== WHAT THE TASK REQUIRES ==
All entries must be extracted exactly, with nothing added or dropped.

== EXCERPTED RECORDS ==
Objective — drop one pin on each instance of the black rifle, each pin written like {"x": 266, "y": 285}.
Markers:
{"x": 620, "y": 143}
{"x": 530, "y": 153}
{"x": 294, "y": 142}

== YOUR RESPONSE ==
Objective — drop one pin on each instance of the black rifle, each pin written like {"x": 266, "y": 285}.
Markers:
{"x": 620, "y": 143}
{"x": 530, "y": 153}
{"x": 294, "y": 142}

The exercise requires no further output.